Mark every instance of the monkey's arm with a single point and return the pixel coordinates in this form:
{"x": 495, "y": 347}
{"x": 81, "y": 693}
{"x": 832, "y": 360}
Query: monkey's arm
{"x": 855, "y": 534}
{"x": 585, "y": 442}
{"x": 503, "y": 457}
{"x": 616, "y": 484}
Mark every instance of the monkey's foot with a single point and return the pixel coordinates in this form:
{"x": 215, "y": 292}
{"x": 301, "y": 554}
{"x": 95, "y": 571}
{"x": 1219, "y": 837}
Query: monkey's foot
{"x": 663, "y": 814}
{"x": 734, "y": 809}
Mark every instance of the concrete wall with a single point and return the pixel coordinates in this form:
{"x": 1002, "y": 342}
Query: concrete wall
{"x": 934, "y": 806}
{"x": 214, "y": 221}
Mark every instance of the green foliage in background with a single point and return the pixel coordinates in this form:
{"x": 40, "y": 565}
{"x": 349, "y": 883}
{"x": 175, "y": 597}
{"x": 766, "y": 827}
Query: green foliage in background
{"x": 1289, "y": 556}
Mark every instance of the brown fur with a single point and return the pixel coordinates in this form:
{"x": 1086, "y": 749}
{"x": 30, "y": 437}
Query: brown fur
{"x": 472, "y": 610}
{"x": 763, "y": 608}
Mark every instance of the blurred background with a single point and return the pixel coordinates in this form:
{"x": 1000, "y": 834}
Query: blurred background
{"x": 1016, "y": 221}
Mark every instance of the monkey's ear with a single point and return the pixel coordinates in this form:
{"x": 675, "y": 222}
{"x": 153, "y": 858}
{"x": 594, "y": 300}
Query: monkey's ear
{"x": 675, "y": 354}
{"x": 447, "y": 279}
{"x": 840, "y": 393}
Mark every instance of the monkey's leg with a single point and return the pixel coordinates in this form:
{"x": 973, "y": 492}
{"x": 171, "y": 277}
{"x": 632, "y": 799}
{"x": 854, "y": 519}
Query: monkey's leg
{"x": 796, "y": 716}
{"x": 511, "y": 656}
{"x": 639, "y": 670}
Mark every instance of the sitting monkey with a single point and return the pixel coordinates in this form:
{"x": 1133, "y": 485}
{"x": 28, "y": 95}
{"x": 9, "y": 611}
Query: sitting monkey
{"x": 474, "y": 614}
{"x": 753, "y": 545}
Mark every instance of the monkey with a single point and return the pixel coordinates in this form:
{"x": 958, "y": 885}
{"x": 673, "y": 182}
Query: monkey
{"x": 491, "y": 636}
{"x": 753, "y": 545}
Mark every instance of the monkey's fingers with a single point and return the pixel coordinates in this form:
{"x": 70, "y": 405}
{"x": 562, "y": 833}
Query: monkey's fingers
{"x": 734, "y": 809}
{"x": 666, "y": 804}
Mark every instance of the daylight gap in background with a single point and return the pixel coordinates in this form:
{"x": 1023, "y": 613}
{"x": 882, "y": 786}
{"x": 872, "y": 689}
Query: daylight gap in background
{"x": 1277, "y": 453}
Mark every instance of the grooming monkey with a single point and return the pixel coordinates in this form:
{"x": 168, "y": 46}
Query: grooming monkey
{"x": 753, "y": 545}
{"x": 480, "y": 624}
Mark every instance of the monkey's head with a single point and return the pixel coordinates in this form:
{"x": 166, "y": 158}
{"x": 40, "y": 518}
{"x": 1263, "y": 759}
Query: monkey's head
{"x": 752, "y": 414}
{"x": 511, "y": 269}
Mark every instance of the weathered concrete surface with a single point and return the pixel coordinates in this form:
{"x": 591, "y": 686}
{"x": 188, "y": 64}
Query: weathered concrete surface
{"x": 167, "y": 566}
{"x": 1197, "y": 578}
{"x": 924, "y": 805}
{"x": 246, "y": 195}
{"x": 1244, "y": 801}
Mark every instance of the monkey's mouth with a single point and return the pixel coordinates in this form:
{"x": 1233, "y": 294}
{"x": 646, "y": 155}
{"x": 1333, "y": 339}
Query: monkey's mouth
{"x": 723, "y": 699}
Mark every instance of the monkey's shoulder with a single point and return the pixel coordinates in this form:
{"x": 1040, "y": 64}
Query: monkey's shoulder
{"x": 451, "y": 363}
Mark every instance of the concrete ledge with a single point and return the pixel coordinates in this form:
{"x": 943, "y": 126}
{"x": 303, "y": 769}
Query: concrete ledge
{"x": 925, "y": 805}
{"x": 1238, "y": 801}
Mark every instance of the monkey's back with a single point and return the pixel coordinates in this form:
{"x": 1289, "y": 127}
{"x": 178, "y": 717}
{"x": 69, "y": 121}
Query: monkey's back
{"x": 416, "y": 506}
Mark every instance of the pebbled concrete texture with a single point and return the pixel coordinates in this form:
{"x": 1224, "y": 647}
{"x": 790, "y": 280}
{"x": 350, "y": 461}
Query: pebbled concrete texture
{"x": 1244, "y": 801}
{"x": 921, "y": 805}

Problem statement :: Recite the full listing above exactly.

Written answer ::
Mark every instance of the monkey's arm with a single point and return the pixel coordinates in this form:
{"x": 495, "y": 347}
{"x": 81, "y": 693}
{"x": 832, "y": 360}
Query: monkey's arm
{"x": 855, "y": 534}
{"x": 585, "y": 442}
{"x": 503, "y": 457}
{"x": 616, "y": 484}
Mark every instance of the monkey's foot with a single point and return the pixel coordinates in this form:
{"x": 215, "y": 292}
{"x": 301, "y": 554}
{"x": 95, "y": 571}
{"x": 1219, "y": 837}
Query: monkey's foot
{"x": 663, "y": 814}
{"x": 734, "y": 809}
Mark every instance of the concrete wall with a single point and return the pixel coordinates in this form:
{"x": 1002, "y": 342}
Query: concrete wall
{"x": 934, "y": 806}
{"x": 214, "y": 221}
Mark every instance of the green foliage in background with a single point and return the pixel coordinates in this form:
{"x": 40, "y": 565}
{"x": 349, "y": 883}
{"x": 175, "y": 597}
{"x": 766, "y": 827}
Query: green foliage in background
{"x": 1289, "y": 556}
Mark every instance of the brown fur with a single point and return the pixel coordinates in this form:
{"x": 1086, "y": 749}
{"x": 30, "y": 437}
Query: brown fur
{"x": 472, "y": 610}
{"x": 763, "y": 608}
Mark every instance of the blurred background with a single point and return the pixel coordinates in this form:
{"x": 1000, "y": 834}
Query: blurred background
{"x": 1016, "y": 221}
Mark every instance of the monkey's ear with a single point and return the pixel coordinates in this form:
{"x": 675, "y": 222}
{"x": 153, "y": 858}
{"x": 594, "y": 300}
Query: monkey's ear
{"x": 675, "y": 354}
{"x": 447, "y": 279}
{"x": 840, "y": 393}
Mark every instance of the monkey's leg with a single point and return the pixel coordinates in this form:
{"x": 973, "y": 492}
{"x": 171, "y": 277}
{"x": 632, "y": 799}
{"x": 854, "y": 519}
Query: monkey's leg
{"x": 796, "y": 716}
{"x": 511, "y": 656}
{"x": 639, "y": 670}
Mark every instance of the sitting monkey with a single point and return the pixel coordinates in this form:
{"x": 1133, "y": 485}
{"x": 28, "y": 95}
{"x": 9, "y": 611}
Query: sitting monkey
{"x": 474, "y": 614}
{"x": 753, "y": 545}
Mark every instance of the monkey with a single point and return the pixel coordinates in this form:
{"x": 958, "y": 885}
{"x": 673, "y": 182}
Query: monkey
{"x": 491, "y": 636}
{"x": 753, "y": 545}
Mark every instance of the monkey's fingers with a single point and return the pixel coordinates in this form:
{"x": 70, "y": 405}
{"x": 562, "y": 833}
Query: monkey's fingers
{"x": 734, "y": 809}
{"x": 666, "y": 804}
Mark every instance of the daylight gap in background with a single point and return the pixel coordinates in this form:
{"x": 1023, "y": 613}
{"x": 882, "y": 786}
{"x": 872, "y": 689}
Query: daylight gap in background
{"x": 1277, "y": 453}
Mark every instance of the grooming monkey with a single point and return the pixel coordinates in this form:
{"x": 168, "y": 46}
Query: grooming monkey
{"x": 753, "y": 545}
{"x": 480, "y": 624}
Mark every instance of the monkey's head with a single point and return the pixel coordinates in this form:
{"x": 166, "y": 158}
{"x": 40, "y": 518}
{"x": 1263, "y": 759}
Query: monkey's head
{"x": 752, "y": 414}
{"x": 511, "y": 269}
Mark every instance of the weathered concrete surface with a single point and return the pixel coordinates in this form:
{"x": 591, "y": 686}
{"x": 188, "y": 64}
Query: weathered concrete surface
{"x": 167, "y": 566}
{"x": 1197, "y": 578}
{"x": 924, "y": 805}
{"x": 246, "y": 195}
{"x": 1244, "y": 801}
Mark every instance of the monkey's mouth with a single point and return the pixel coordinates in this form:
{"x": 1233, "y": 294}
{"x": 646, "y": 155}
{"x": 1333, "y": 339}
Query: monkey's mouth
{"x": 723, "y": 699}
Mark every instance of the monkey's shoulder with a single point and return the pixel coordinates in this form:
{"x": 1040, "y": 64}
Query: monkey's shoulder
{"x": 451, "y": 363}
Mark every instance of the concrete ledge with a single point and return the pixel coordinates in this form:
{"x": 943, "y": 126}
{"x": 303, "y": 769}
Query: concrete ledge
{"x": 925, "y": 805}
{"x": 1238, "y": 801}
Mark every instance of the monkey's back with a single point and return the pixel coordinates in this form:
{"x": 1289, "y": 127}
{"x": 178, "y": 717}
{"x": 69, "y": 121}
Query: monkey's back
{"x": 416, "y": 506}
Mark every instance of the pebbled concrete texture with a single point and return the pixel coordinates in this form:
{"x": 1224, "y": 647}
{"x": 790, "y": 280}
{"x": 350, "y": 461}
Query: pebbled concrete texture
{"x": 1244, "y": 801}
{"x": 921, "y": 805}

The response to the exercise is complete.